• **Task statement**
Please write out exactly the lines from the opening of the listing through the line that holds "Task: point to each instance of the large", including both, and nothing else; no pictures.

= Beginning of Section =

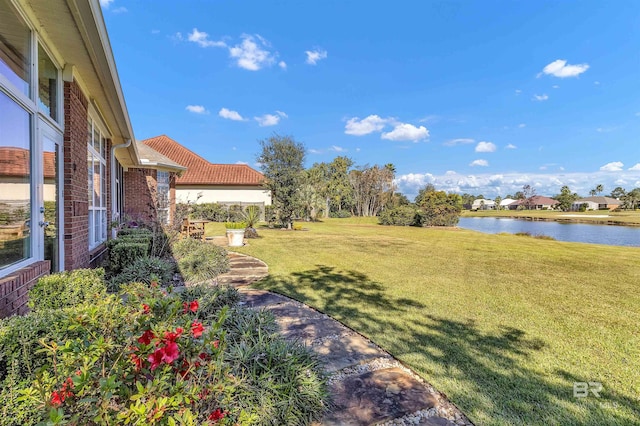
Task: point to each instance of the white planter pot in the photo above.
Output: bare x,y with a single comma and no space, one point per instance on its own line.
235,237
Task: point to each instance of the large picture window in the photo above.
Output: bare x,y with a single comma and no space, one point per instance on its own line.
15,182
97,173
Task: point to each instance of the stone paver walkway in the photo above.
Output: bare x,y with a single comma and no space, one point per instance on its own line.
367,384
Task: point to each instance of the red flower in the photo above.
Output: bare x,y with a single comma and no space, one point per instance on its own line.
218,414
197,329
137,361
192,306
56,399
170,336
171,352
156,358
146,337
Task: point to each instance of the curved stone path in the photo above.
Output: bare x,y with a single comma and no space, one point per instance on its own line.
367,384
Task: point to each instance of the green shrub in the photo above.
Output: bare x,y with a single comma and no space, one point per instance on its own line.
340,214
148,357
65,289
123,253
399,216
144,270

= End of Section =

• **Task result**
Task: point to each instance of the white planter pot in the photo above.
Output: bare x,y with a single comma and no space, one point per instance on its own line.
235,237
Task: point to each instance of the large picture window in the photo above.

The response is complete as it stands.